• [WHAT YOU SHOULD DO]:
Line by line, copy the data below exactly.

• [SUPPLIED RECORDS]:

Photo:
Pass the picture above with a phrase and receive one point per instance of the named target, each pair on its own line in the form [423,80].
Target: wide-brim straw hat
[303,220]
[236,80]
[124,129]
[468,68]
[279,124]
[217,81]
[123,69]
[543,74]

• [SOLVED EXERCISE]:
Photo:
Pass the picture above with a phrase and receive one point per instance of the named target, each pair on its own line in the form [423,80].
Target: wide-brim straw hat
[303,220]
[236,80]
[124,129]
[468,68]
[279,124]
[217,81]
[123,69]
[543,74]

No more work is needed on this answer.